(Your instructions)
Print, exactly as given, each line of the data from the line containing "Would you be able to mark the white jacket" up to and including its last line.

## BEGIN Task inputs

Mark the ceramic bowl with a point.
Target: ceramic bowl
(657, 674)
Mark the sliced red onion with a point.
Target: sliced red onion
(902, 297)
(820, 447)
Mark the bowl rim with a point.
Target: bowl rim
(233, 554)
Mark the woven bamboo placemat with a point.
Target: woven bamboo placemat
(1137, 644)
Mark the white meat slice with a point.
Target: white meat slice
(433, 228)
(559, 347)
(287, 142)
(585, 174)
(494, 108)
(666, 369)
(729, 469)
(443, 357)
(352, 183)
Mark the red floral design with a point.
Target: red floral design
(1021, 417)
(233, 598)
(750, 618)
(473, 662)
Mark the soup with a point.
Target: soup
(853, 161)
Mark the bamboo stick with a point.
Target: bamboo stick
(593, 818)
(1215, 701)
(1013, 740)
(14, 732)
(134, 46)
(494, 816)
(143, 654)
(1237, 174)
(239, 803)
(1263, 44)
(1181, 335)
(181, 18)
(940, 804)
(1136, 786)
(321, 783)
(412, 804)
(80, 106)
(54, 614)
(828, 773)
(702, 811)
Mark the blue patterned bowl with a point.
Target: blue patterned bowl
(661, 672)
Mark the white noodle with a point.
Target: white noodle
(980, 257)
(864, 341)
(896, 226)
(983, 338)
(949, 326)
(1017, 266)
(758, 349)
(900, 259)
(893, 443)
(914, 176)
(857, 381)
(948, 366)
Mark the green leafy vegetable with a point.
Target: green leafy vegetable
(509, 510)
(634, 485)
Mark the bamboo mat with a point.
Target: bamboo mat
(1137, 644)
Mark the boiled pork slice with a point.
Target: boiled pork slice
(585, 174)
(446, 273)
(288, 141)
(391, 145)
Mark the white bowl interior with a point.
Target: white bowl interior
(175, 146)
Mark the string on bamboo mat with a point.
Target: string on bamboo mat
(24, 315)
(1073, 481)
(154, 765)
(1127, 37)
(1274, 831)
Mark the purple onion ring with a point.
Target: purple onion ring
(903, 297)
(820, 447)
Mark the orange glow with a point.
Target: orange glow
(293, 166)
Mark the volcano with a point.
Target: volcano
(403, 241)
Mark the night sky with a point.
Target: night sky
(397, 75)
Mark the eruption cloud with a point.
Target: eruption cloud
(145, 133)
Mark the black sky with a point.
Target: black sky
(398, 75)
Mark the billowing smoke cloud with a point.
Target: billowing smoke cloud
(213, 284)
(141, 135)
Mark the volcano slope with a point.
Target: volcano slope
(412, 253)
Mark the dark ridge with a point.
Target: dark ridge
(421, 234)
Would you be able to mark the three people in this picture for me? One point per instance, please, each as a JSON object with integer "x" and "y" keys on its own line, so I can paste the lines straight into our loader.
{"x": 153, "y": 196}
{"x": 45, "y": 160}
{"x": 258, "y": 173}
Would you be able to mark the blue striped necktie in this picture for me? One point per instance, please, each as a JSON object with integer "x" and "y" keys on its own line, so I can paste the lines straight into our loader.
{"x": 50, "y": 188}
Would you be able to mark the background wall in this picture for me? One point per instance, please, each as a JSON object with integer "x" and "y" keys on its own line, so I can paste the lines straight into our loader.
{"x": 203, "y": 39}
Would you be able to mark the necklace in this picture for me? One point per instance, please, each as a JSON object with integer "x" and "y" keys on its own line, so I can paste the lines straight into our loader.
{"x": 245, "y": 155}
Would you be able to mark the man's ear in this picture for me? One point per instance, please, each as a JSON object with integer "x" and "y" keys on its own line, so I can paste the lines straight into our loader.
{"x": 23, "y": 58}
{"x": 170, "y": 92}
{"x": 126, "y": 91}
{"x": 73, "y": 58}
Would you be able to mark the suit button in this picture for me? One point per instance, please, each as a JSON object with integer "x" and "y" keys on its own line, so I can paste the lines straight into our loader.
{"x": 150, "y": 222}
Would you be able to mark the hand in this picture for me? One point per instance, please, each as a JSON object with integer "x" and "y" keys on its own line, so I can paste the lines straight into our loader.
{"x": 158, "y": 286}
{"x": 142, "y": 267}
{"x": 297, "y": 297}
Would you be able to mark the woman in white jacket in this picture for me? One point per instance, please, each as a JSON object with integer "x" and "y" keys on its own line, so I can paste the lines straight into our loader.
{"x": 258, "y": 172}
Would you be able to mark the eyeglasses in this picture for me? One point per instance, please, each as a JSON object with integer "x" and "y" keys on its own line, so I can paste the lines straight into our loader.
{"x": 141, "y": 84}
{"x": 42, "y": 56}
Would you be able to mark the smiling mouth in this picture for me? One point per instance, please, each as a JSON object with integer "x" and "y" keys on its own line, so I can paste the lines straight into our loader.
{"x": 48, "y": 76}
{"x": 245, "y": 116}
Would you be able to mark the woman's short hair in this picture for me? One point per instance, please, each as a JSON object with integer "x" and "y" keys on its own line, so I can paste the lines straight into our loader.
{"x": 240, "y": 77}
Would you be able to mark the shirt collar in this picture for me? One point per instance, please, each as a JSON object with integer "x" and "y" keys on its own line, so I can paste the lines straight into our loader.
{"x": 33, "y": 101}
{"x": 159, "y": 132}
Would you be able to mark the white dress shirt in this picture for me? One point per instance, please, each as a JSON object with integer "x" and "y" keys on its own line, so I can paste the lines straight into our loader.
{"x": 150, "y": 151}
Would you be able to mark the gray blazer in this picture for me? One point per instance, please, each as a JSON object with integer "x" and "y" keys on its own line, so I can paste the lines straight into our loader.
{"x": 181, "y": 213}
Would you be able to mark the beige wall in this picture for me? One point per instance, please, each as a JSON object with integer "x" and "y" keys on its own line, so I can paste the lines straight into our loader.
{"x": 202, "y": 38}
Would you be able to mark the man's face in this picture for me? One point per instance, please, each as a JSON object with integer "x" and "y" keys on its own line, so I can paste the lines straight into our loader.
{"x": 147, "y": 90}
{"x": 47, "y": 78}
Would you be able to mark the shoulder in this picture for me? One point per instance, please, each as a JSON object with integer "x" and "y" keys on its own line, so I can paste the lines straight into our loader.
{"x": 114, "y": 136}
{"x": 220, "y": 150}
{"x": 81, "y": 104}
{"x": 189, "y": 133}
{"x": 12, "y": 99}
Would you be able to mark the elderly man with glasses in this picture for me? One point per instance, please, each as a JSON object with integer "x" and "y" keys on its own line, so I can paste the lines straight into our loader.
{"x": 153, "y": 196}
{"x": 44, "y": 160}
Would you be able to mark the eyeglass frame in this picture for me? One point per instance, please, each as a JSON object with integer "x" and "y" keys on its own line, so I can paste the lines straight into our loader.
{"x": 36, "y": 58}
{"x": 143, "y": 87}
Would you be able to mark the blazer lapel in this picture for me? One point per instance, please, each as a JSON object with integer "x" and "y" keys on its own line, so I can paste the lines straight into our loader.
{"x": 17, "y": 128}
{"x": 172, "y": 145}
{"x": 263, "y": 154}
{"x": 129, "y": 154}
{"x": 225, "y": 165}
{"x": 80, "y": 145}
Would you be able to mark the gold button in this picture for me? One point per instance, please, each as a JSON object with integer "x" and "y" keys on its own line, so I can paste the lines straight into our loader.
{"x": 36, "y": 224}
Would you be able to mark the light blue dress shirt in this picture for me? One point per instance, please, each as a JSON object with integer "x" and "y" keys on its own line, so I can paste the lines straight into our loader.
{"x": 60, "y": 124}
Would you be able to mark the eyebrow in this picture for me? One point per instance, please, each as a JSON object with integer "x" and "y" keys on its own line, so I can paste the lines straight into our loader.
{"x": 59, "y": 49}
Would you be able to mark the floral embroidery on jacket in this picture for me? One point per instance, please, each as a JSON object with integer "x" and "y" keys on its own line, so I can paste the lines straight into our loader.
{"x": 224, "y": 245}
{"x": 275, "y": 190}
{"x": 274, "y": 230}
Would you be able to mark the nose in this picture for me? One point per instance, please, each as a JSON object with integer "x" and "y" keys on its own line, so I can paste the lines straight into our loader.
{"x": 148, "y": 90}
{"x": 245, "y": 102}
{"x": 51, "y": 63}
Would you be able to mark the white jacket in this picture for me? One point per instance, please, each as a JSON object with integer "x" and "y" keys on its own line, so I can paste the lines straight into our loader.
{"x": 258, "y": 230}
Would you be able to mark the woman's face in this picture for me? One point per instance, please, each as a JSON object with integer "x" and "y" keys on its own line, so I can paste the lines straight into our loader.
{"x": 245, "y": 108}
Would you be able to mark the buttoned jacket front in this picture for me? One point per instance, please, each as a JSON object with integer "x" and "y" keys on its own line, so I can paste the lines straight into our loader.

## END Task inputs

(Task answer)
Would you be able to mark the white jacket in this picture for me? One point per instance, please, each as a JSON object with integer "x" and "y" keys on its own line, so I can paste the lines straight into our loader.
{"x": 258, "y": 230}
Would you be able to mark the woman's face in this picture for me? One point per instance, please, each as a JSON object with integer "x" and "y" keys on its own line, so I can paste the lines straight into our loader.
{"x": 245, "y": 108}
Would you be able to mark the buttoned jacket front in this picture for me? One point per instance, please, each as a JSON object with integer "x" and "y" keys on its own line, so I can paste the lines straight into our loader.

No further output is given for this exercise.